What is expected: Find the line containing "of the lamp" in the data below, then output that line and each one after it exactly, with nothing else.

── Input data ──

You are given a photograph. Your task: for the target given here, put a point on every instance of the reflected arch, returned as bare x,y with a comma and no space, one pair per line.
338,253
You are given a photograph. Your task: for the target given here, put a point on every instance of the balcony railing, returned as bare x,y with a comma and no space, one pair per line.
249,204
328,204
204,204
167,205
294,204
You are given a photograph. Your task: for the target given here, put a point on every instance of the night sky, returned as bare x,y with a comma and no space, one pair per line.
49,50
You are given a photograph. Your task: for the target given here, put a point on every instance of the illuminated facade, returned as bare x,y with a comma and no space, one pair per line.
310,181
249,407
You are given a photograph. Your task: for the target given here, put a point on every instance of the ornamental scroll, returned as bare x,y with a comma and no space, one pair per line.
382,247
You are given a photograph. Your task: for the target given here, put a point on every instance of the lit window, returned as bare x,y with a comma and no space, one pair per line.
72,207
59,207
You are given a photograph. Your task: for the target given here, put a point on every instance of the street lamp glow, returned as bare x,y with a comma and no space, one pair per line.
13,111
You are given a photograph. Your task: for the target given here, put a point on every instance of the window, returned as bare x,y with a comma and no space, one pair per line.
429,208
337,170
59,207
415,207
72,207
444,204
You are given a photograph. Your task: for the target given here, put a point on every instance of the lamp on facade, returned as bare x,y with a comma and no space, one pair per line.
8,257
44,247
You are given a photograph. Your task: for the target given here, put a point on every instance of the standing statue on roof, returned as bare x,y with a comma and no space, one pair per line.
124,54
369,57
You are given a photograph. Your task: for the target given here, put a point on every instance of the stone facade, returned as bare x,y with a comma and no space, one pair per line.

───

Output below:
You are given a photograph. Your task: for the target given here, put a point on every instance of the lamp on facade, returned as bare x,y with a comma and no space, one pair per line.
8,257
44,247
You are given a photograph. Your task: for the target given here, put a point on every instance of the standing statue on roof, returned as bare x,y with a comma and no space, one pair per line.
124,54
369,57
You are given a photograph. Your task: for the target given here, put a point on every instance of the stone facade, returned as bare x,y with a comma and no space, one pair per line.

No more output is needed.